# Text segment
--- --- ---

Implementing a Robust Microcontroller to FPGA SPI Interface: Part 1 - FPGA Challenges

In this multipart post we will explore a microcontroller (uC) to Field Programmable Gate Array (FPGA) Serial Peripheral Interface (SPI). The primary objective is to make the FPGA easier to control. We will explore a Verilog implementation that was developed on the Digilent BASYS-3 (Xilinx Atrix-7) development board with corresponding microcontroller code developed on an Arduino Nano Every. Together, they provide a packetized data transfer with 16-bit Cyclic Redundancy Check (CRC) that operates with a tested SPI serial clock of 16 MHz. The Verilog implementation should avoid any Xilinx specific dependencies making it portable to other platforms with minimal modification. However, this cross platform aspirational stipulation has yet to be tested.

Figure 1: Bench test of the uC to FPGA SPI interface featuring a Digilent BASYS 3 and an Arduino Nano Every. The uC is multiplexing the SSD and the 16 LEDS on the Basys 3 board.

Many people are introduced to the FPGA as part of a digital logic class using schematic entry tools to develop simple combinations circuits using logic primitives. Many continue their studies with a class dedicated to the FPGA that introduces Verilog or VHDL. Some continue with advanced logic classes or implement the FPGA in a capstone project. Unfortunately, few people move beyond the independent modules to integrate multiple modules into a larger system. There is a reason for this.

While the FPGA is an amazing piece of technology, it has a reputation of being hard to control. By comparison to a microcontroller (uC), the FPGA complexity is an order of magnitude higher. The hardware structures must be built from scratch or instantiated from examples found in textbooks or on the Internet.

This series of articles is written to help you move toward system design within the FPGA. It suggests using the best attributes of the FPGA for time critical, parallel, and deterministic circuitry where speed is required. We then leverage the microcontroller’s strengths of flexibility, relative ease of programming, and communications stack including wireless and cloud capability. One way to view this situation is to think of the FPGA as powerful microcontroller peripheral connected via a moderately high speed data bus.

--- --- ---

# Information given
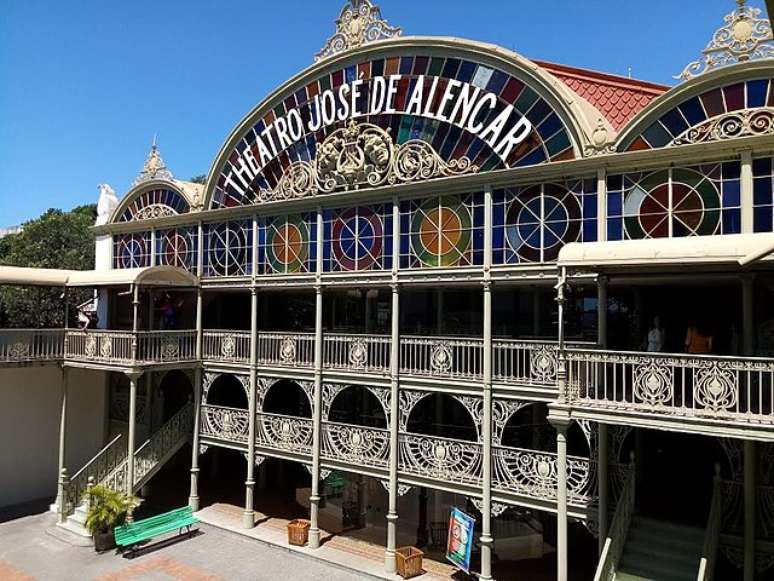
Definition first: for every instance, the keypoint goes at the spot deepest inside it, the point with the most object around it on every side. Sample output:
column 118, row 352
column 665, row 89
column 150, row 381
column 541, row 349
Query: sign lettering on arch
column 388, row 121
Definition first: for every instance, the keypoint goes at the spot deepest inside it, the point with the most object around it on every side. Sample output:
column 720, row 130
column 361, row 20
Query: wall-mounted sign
column 460, row 540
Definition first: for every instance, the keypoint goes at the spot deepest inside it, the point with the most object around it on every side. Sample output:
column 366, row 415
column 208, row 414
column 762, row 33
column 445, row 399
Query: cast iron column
column 392, row 511
column 248, row 519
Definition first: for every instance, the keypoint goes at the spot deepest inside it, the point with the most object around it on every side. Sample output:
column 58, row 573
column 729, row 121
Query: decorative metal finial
column 154, row 167
column 743, row 37
column 359, row 23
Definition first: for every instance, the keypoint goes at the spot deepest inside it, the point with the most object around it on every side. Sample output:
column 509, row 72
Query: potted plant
column 108, row 509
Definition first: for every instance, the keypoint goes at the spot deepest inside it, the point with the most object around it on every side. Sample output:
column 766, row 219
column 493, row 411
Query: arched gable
column 397, row 111
column 727, row 103
column 152, row 199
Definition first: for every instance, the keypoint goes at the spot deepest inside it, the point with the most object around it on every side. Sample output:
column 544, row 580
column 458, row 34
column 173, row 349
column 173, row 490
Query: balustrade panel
column 226, row 346
column 284, row 433
column 224, row 423
column 441, row 357
column 443, row 459
column 729, row 388
column 356, row 444
column 366, row 353
column 286, row 349
column 18, row 345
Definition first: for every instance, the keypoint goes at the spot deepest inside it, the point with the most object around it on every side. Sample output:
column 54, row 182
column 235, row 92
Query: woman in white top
column 656, row 336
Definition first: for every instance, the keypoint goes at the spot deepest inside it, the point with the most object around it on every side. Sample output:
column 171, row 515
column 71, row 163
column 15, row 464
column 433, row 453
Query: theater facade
column 428, row 272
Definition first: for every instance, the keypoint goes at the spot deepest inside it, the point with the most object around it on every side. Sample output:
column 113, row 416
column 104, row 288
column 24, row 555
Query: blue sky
column 85, row 84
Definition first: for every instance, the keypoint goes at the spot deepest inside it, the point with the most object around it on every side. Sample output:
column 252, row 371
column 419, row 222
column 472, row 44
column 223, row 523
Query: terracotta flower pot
column 104, row 541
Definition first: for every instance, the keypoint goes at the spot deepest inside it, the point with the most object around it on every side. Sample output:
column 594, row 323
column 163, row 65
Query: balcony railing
column 22, row 345
column 356, row 444
column 693, row 386
column 444, row 459
column 226, row 346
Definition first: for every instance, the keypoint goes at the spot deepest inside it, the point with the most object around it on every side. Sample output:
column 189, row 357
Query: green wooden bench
column 130, row 534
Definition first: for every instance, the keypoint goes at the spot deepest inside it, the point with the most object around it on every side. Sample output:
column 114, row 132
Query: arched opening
column 227, row 391
column 286, row 397
column 174, row 391
column 358, row 406
column 530, row 429
column 439, row 414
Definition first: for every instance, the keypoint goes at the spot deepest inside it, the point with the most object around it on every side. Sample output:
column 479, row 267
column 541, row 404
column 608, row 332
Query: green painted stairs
column 660, row 551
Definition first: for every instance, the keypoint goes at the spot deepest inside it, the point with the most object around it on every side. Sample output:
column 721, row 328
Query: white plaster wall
column 30, row 400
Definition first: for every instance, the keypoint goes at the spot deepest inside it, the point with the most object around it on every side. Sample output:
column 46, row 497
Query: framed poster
column 460, row 539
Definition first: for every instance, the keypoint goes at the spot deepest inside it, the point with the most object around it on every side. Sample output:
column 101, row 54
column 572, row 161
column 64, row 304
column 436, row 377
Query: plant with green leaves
column 108, row 508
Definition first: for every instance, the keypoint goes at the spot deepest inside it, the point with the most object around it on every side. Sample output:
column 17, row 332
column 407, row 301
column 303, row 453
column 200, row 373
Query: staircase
column 110, row 466
column 660, row 551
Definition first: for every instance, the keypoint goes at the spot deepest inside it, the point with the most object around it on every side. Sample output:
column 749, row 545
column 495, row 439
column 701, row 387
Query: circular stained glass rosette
column 530, row 227
column 176, row 249
column 132, row 252
column 441, row 232
column 357, row 238
column 228, row 249
column 695, row 205
column 287, row 244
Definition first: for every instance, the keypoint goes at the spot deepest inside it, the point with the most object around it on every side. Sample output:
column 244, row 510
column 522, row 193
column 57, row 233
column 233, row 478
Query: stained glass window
column 228, row 248
column 177, row 247
column 694, row 201
column 549, row 140
column 287, row 244
column 155, row 204
column 532, row 223
column 358, row 238
column 442, row 231
column 697, row 111
column 132, row 250
column 763, row 187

--- --- ---

# Set of tasks
1. List each abbreviation that the SPI interface article spells out in parentheses, together with its full form.
2. Transcribe the portion of the SPI interface article from "Implementing a Robust" to "to be tested.".
Base every answer on the article alone.

# Per-task outputs
1.
- uC: microcontroller
- FPGA: Field Programmable Gate Array
- SPI: Serial Peripheral Interface
- CRC: Cyclic Redundancy Check

2.
Implementing a Robust Microcontroller to FPGA SPI Interface: Part 1 - FPGA Challenges

In this multipart post we will explore a microcontroller (uC) to Field Programmable Gate Array (FPGA) Serial Peripheral Interface (SPI). The primary objective is to make the FPGA easier to control. We will explore a Verilog implementation that was developed on the Digilent BASYS-3 (Xilinx Atrix-7) development board with corresponding microcontroller code developed on an Arduino Nano Every. Together, they provide a packetized data transfer with 16-bit Cyclic Redundancy Check (CRC) that operates with a tested SPI serial clock of 16 MHz. The Verilog implementation should avoid any Xilinx specific dependencies making it portable to other platforms with minimal modification. However, this cross platform aspirational stipulation has yet to be tested.